## TEXTE DE L'EXERCICE
--
JO 2016 : qu'est-ce que le KO en boxe ?
Sur le ring de boxe, le spectaculaire KO est loin d'être anodin pour le sportif. Même sans perte de connaissance, des complications préoccupantes à court et à long terme peuvent apparaître.
"Vainqueur par KO". Sur le ring, le battu a perdu connaissance et ne peut plus continuer le combat. Le boxeur qui a gagné le match par KO ("Knock-Out", en anglais) force l'admiration des spectateurs. Du grand spectacle. Le cerveau du perdant, lui, souffre.
"Un KO est une commotion cérébrale", explique le Pr Jean-François Chermann, neurologue, spécialiste en France des commotions chez les sportifs, et responsable de la consultation "Commotion cérébrale et sport " à l’hôpital Léopold-Bellan de Paris.
Une commotion cérébrale ne se caractérise pas forcément par une altération de la conscience. C'est même rarement le cas. "Dans 90 % des cas, le commotionné ne perd pas connaissance", précise le neurologue. La commotion cérébrale n'est pas non plus un simple coup sur la tête. "C'est un traumatisme crânien léger qui se manifeste par une altération immédiate et transitoire des fonctions neurologiques."
--
## DONNÉES SOURCES
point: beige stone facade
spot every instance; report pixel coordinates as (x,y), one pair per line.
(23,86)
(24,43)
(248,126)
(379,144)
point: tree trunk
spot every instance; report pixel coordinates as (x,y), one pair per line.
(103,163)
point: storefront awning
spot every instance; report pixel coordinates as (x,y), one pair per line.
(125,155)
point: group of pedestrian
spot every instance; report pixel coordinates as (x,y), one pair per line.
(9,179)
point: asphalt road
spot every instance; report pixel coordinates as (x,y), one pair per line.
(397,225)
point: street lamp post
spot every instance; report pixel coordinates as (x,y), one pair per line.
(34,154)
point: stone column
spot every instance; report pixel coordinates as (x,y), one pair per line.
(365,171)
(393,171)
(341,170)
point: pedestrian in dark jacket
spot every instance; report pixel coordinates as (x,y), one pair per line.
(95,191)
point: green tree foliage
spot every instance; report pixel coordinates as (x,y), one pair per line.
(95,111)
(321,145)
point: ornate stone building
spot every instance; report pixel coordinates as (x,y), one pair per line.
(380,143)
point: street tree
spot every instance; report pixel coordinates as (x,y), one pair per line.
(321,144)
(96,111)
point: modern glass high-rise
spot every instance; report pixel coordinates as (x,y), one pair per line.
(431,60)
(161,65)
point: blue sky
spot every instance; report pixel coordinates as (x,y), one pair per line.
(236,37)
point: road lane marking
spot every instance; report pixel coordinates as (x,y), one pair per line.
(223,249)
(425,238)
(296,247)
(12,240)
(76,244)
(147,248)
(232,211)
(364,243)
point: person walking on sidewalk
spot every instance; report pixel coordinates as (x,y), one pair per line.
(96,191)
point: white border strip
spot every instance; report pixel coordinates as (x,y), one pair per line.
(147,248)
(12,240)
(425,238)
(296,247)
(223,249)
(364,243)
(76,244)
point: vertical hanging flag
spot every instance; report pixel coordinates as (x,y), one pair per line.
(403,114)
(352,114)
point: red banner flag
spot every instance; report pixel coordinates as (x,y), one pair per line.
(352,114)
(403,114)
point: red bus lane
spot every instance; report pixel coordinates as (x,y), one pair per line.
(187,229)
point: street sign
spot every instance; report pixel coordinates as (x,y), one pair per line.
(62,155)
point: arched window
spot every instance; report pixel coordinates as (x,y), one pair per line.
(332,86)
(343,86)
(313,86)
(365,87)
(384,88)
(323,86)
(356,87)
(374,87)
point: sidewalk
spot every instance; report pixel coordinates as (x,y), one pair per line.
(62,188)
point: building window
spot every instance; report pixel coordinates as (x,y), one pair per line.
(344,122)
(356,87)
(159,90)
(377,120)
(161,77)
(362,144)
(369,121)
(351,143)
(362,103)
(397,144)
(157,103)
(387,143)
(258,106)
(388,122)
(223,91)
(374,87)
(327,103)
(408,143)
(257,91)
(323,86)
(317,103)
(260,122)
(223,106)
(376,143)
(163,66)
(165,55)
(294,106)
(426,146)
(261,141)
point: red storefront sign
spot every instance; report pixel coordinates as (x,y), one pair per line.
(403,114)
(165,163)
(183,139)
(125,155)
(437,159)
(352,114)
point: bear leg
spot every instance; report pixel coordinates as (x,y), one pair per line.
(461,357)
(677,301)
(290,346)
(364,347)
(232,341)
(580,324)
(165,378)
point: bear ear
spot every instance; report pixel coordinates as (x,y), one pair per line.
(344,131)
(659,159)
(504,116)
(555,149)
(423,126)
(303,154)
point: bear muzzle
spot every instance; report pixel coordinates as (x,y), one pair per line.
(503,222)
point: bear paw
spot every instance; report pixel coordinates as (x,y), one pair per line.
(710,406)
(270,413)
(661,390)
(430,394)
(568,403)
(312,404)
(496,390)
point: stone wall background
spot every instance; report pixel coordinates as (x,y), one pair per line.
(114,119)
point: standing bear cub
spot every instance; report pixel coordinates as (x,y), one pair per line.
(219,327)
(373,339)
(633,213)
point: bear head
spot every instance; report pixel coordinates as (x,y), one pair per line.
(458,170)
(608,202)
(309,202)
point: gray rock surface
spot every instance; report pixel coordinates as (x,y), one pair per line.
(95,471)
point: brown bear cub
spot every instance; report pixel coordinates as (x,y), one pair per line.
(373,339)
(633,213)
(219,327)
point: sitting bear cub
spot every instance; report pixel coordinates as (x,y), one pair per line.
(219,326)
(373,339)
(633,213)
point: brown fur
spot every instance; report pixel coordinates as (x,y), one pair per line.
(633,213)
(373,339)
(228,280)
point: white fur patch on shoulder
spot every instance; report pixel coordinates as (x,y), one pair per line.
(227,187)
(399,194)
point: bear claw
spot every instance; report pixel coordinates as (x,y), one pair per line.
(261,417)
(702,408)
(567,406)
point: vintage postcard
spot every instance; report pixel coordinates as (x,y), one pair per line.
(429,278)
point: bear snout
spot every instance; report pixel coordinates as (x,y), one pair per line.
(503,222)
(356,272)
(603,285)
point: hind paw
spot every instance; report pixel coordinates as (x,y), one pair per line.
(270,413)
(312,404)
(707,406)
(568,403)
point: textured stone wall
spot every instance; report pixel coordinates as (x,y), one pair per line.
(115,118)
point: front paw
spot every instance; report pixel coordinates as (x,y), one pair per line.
--
## CONSIGNES DE L'EXERCICE
(a) Relevez tous les passages que le texte sur le KO en boxe met entre guillemets.
(b) Recopiez, s'il vous plaît, le passage du texte sur le KO en boxe qui s'ouvre sur les mots « JO 2016 : qu'est-ce » et se clôt sur « terme peuvent apparaître. ».

## LISTE DES RÉPONSES
(a)
- Vainqueur par KO
- Knock-Out
- Un KO est une commotion cérébrale
- Commotion cérébrale et sport
- Dans 90 % des cas, le commotionné ne perd pas connaissance
- C'est un traumatisme crânien léger qui se manifeste par une altération immédiate et transitoire des fonctions neurologiques.

(b)
JO 2016 : qu'est-ce que le KO en boxe ?
Sur le ring de boxe, le spectaculaire KO est loin d'être anodin pour le sportif. Même sans perte de connaissance, des complications préoccupantes à court et à long terme peuvent apparaître.